# [Set problem]
Rewrite every line of the data below with each x and y coordinate in the answers multiplied by 2.15 and rounded to the nearest whole number, halves rounding up. Copy all other lines unchanged and leave out the pictures.

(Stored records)

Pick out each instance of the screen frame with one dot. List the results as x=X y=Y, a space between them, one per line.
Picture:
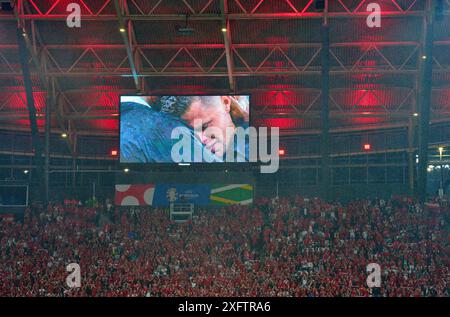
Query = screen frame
x=190 y=164
x=26 y=197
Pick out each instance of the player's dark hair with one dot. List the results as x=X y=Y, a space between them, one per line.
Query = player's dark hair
x=177 y=105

# [Correct output]
Pick out each instance of the screen frame with one dot. List the results as x=X y=Y, a space between them, one per line.
Picture:
Query = screen frame
x=409 y=353
x=56 y=424
Pick out each instance of the player's dark hair with one dot. List the results as x=X y=Y, a space between them, one per line.
Query = player's dark hair
x=381 y=226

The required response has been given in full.